▸ Aufgabe 1
Bearbeite im Auszug die Stelle, beginnend mit „Der Zeitpunkt ist“ und weiter bis „ausnahmsweise mal vernünftig.“, und setze dabei „Stellungskrieg“ an die Stelle von „Abnutzungskrieg“.
▸ Aufgabe 2
Nenne alle Jahreszahlen, die im Auszug vorkommen.

▸ Auszug
——
Die Bunkeranlagen wurden im laufe des Krieges gebaut.

Der Zeitpunkt ist entscheident. 1939 wäre es wohl leichter gewesen, als 1941.
 
Ein Einmarsch hätte auch in einem langwierigen Abnutzungskrieg enden können, ähnlich wie 1915-1918 im Hochgebirge zwischen Italien und Österreich-Ungarn. Wenn Hitlers Chefstrategen letztendlich die Finger von so einem Vorhaben ließen, handelten sie ausnahmsweise mal vernünftig.
http://www.festung-schweiz.ch/

Wære es wirklich so schwierig geworden?
Wenn ich mir z.B. die landschaftlichen und klimatischen Bedingungen in Norwegen anschaue, war das auch nicht gerade einladend.

Waren die Schweizer tatsæchlich besser vorbereitet und auch Willens, einen solchen Krieg dann mit allen Konsequenzen (Repressalien gegenueber der Bevølkerung z.B.) zu fuehren?

Gab es eigentlich -von welcher Seite auch immer- Teilungsplæne? Also "dt." Kantone an das dt. Reich angliedern, "ital." Kantone an Italien, oder sollte die Schweiz komplett deutsch werden?
——
▸ Ausgangsmaterial
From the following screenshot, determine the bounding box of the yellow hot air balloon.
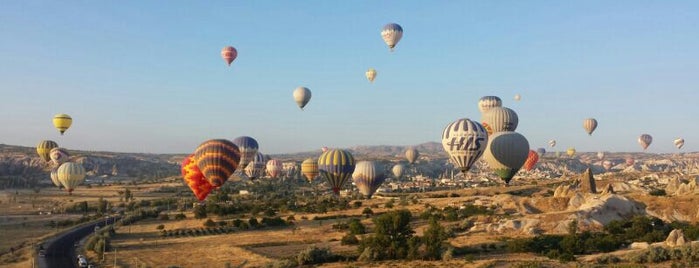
——
▸ Vollständige Ausgabe 1
Der Zeitpunkt ist entscheident. 1939 wäre es wohl leichter gewesen, als 1941.
 
Ein Einmarsch hätte auch in einem langwierigen Stellungskrieg enden können, ähnlich wie 1915-1918 im Hochgebirge zwischen Italien und Österreich-Ungarn. Wenn Hitlers Chefstrategen letztendlich die Finger von so einem Vorhaben ließen, handelten sie ausnahmsweise mal vernünftig.

▸ Vollständige Ausgabe 2
1939, 1941, 1915, 1918